REQUESTS:
a. Answer these questions from the mailing-list reply:
(i) What code range does UTF-16 use for characters in planes 1 to 16?
(ii) What type is glibc's wchar_t said to be?
(iii) Which two things are said to be restricted to the UCS-2 range?
b. Output the passage of the mailing-list reply from "I suppose those" up to and including "using UTF-8 encoding.", copying it exactly.

SOURCE EXCERPT:
[Date Prev][Date Next][Thread Prev][Thread Next][Date Index][Thread Index]
Re: Character set tagging considered harmful
Markus Kuhn wrote:
> The UCS-2 range is the maximum in use today. There are no characters yet
> defined outside the range U+0000 to U+FFFD, which is known as "Plane 0"
[...]
> (again, also character not used on computers today). So it is good to be
> prepared for more than UCS-2.
>
> UTF-16 is an extension of UCS-2 that uses a pair of 16-bit characters
> from a high and low surrogate area in UCS-2 to represent characters in
> planes 1 to 16 (U+010000 to U+10FFFF). UTF-16 can cover a bit over 1
[...]
> the future. A code range of 1 million is commonly considered to be more
> then good enough. Plenty of room for contact with
> extraterrestrials ... ;-)
OK, so I should prepare to store characters 0-FFFF for sure, and 0-10FFFF to
be on the safe side. That's two-and-a-half byte.
> > I need to reserve space for each character, thus I
> > would like to know if 4 bytes is enough.
>
> 4-bytes per character is *more* then enough per character. UCS is just a
> 31-bit character set after all, so a signed 32-bit int (that is what
> glibc's wchar_t is) will more then do. Even 3 bytes will last forever
> and 2-bytes would be OK so far if you are prepared to handle pairs of
> UTF-16 surrogate values as single characters.
I suppose those characters still can occupy one screen cell (in a fixed-width
font)? What I need is to reserve space for each screen cell. Hmm, I notice
that it's possible to have two or three characters occupy one screen cell
(with combining characters). I'll probably not support combining characters
at first, thus sticking to level 1.
> > The UTF-8 encoding might be longer, of course.
>
> No. Better have another careful look at how UTF-8 really works:
I mean, if you take a two-byte character code, it can be from 0 to FFFF. You
need three bytes when using UTF-8 encoding.
I don't know yet if I want to store the text UTF-8 encoded or as unicode
characters. Perhaps both (at different places). It also depends on the need
to store character attributes (color, bold, underline, etc.).
> XFree86 xterm is restricted to the UCS-2 range by the way, as is the X11
> font mechanism.

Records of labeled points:
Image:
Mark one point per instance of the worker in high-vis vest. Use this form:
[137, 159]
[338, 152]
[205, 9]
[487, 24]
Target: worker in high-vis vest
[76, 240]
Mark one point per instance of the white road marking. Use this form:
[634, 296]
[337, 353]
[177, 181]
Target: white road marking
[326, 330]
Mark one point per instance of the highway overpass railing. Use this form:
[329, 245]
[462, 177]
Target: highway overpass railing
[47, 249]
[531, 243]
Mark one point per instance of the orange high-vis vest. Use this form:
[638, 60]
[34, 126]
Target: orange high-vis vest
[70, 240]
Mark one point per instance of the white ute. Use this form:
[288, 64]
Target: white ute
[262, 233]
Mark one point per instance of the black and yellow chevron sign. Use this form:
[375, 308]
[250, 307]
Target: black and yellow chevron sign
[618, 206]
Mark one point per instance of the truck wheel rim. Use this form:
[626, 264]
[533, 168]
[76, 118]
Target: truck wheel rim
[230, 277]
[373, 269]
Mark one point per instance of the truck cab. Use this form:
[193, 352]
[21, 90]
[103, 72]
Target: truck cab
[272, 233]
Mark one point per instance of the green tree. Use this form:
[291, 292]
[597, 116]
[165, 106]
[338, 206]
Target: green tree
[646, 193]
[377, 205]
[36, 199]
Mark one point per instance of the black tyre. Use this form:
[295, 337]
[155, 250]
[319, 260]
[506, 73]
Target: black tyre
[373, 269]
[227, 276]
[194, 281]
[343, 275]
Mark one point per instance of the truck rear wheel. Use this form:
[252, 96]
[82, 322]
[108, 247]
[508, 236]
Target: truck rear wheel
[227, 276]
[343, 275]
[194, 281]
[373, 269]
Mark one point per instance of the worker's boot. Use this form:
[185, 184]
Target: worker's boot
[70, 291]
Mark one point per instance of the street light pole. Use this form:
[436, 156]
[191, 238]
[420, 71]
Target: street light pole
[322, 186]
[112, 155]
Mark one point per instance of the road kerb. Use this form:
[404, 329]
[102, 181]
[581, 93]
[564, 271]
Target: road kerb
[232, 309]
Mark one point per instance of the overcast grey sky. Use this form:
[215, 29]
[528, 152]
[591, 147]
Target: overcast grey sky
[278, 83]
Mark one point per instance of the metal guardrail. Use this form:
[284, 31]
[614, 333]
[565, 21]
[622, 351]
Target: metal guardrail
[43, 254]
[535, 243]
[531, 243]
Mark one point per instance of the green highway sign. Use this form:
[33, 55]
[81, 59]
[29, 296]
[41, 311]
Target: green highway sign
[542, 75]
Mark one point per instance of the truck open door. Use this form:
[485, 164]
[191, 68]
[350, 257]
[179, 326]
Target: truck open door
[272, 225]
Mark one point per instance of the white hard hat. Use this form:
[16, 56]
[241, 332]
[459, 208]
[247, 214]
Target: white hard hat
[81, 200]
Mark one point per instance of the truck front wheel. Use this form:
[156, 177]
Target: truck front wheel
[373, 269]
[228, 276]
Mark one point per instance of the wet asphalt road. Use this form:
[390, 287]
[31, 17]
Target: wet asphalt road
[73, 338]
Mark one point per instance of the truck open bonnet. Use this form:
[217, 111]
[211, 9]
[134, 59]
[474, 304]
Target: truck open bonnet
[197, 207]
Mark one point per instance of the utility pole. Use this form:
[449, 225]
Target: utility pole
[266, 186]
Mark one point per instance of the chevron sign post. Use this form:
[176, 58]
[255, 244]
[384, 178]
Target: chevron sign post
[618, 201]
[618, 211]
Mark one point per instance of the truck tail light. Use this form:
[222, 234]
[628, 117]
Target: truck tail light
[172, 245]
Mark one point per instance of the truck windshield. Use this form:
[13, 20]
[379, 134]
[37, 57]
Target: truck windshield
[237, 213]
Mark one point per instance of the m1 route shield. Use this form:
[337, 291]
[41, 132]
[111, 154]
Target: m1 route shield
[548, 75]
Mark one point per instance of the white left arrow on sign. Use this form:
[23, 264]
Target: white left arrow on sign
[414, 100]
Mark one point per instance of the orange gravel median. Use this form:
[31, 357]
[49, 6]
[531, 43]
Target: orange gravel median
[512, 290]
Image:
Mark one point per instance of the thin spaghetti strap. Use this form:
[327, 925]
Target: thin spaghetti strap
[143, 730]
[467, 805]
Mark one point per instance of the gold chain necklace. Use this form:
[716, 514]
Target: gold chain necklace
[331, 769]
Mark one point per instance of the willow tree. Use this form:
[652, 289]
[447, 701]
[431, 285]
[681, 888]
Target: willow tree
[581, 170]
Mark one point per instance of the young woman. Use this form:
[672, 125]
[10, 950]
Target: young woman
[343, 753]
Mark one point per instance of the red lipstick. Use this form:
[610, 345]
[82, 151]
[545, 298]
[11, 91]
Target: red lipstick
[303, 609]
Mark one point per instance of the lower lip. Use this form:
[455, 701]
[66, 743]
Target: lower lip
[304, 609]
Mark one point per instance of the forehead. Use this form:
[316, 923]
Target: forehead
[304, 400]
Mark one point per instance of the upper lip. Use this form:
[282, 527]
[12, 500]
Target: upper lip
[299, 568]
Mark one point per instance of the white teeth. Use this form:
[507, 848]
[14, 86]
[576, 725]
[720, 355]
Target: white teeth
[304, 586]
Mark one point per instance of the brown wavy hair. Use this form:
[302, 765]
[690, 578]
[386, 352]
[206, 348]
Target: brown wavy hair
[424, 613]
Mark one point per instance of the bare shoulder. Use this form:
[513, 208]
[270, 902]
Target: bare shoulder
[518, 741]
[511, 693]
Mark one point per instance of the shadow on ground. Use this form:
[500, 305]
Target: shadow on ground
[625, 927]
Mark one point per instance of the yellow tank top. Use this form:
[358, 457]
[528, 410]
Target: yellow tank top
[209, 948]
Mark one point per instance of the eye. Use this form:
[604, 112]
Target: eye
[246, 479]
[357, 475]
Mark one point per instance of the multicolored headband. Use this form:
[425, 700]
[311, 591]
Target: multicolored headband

SOLUTIONS FOR EACH TASK:
a.
(i) U+010000 to U+10FFFF
(ii) A signed 32-bit int
(iii) XFree86 xterm and the X11 font mechanism

b.
I suppose those characters still can occupy one screen cell (in a fixed-width
font)? What I need is to reserve space for each screen cell. Hmm, I notice
that it's possible to have two or three characters occupy one screen cell
(with combining characters). I'll probably not support combining characters
at first, thus sticking to level 1.
> > The UTF-8 encoding might be longer, of course.
>
> No. Better have another careful look at how UTF-8 really works:
I mean, if you take a two-byte character code, it can be from 0 to FFFF. You
need three bytes when using UTF-8 encoding.